● **What the exercise asks**:
Each line below should be reproduced without any alteration.

● **Records for this task**:
- - - -

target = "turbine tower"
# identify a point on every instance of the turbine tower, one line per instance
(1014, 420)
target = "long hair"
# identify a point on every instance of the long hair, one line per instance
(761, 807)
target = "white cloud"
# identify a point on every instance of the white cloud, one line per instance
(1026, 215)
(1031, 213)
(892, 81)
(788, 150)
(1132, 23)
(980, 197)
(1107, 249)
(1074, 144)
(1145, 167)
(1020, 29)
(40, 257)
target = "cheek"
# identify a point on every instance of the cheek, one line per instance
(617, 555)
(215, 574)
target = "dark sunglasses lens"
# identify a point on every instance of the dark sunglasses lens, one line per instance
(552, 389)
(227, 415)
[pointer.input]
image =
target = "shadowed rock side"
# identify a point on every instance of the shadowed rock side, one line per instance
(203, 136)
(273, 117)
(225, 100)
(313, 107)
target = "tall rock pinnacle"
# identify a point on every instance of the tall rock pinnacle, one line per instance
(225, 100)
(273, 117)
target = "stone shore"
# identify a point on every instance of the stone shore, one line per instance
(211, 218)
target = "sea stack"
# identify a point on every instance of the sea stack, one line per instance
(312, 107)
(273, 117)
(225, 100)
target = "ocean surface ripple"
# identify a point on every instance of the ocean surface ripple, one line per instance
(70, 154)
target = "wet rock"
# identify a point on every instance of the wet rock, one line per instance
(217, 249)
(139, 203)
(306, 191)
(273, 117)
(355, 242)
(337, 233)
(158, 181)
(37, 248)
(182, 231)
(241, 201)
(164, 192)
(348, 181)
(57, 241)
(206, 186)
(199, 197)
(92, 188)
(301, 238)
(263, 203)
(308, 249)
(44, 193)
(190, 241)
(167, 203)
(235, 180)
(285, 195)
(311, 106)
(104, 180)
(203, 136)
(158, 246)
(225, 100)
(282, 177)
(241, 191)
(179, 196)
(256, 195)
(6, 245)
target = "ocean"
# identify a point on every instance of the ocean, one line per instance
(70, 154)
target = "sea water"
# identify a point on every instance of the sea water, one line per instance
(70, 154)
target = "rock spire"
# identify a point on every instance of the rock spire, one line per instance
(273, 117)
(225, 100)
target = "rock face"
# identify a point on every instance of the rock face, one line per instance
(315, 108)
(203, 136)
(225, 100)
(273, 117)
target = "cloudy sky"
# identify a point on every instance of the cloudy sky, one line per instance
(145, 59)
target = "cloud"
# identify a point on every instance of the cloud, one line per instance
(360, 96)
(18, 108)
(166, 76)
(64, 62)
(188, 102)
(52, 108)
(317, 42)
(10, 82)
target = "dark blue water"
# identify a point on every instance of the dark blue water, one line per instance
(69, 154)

- - - -

● **Task output**:
target = "turbine tower"
# identify a point on every instance of the turbine tower, one line per instance
(1014, 420)
target = "long hair"
# identify a point on every instance of the long hair, one line per instance
(761, 807)
target = "white cloud"
# identify a point on every instance of the white cloud, one line per instance
(1026, 215)
(1031, 213)
(892, 81)
(788, 150)
(1132, 23)
(980, 197)
(1107, 249)
(1074, 144)
(1145, 167)
(1020, 29)
(40, 257)
target = "cheek"
# identify a point on every instance of the cheek, one line per instance
(617, 555)
(215, 574)
target = "dark sunglasses lens"
# identify a point on every instance of the dark sunglasses lens, one line per instance
(552, 389)
(227, 415)
[pointer.input]
image =
target = "shadowed rock side"
# identify a point on every instance of the shadowed rock side, one line per instance
(203, 136)
(273, 117)
(225, 100)
(313, 107)
target = "tall rock pinnacle"
# identify a point on every instance of the tall rock pinnacle, one line per instance
(225, 100)
(273, 117)
target = "stone shore"
# identify a point on every instance of the stone shore, one line per instance
(211, 218)
target = "sea stack"
# identify a point on every instance of the sea stack, one line per instance
(312, 107)
(273, 117)
(225, 100)
target = "ocean surface ripple"
# identify a point on every instance of the ocean surface ripple, one line per instance
(70, 154)
target = "wet rock"
# identify a point on every instance of the wet rock, one line per instance
(217, 249)
(139, 203)
(306, 191)
(273, 117)
(355, 242)
(337, 233)
(158, 181)
(37, 248)
(182, 231)
(241, 201)
(164, 192)
(348, 181)
(57, 241)
(206, 186)
(199, 197)
(92, 188)
(301, 238)
(263, 203)
(308, 249)
(44, 193)
(190, 241)
(167, 203)
(235, 180)
(285, 195)
(311, 106)
(104, 180)
(203, 136)
(158, 246)
(225, 100)
(282, 177)
(241, 191)
(179, 196)
(256, 195)
(6, 245)
target = "ocean"
# identify a point on every instance of the ocean, one line per instance
(70, 154)
target = "sea water"
# identify a point on every instance of the sea water, one line per instance
(70, 154)
target = "rock spire"
# identify a point on every instance of the rock spire, one line per instance
(273, 117)
(225, 100)
target = "rock face"
# identify a point on every instance of the rock face, one line per instance
(315, 108)
(203, 136)
(225, 100)
(273, 117)
target = "cloudy sky"
# identify a point on every instance of the cloudy sky, one line per instance
(145, 59)
target = "cloud"
# identify a point on every instance of the cloud, one line per instance
(360, 96)
(18, 108)
(166, 76)
(64, 62)
(188, 102)
(52, 108)
(317, 42)
(10, 82)
target = "dark blue water"
# identify a point on every instance of the dark blue water, one line per instance
(69, 154)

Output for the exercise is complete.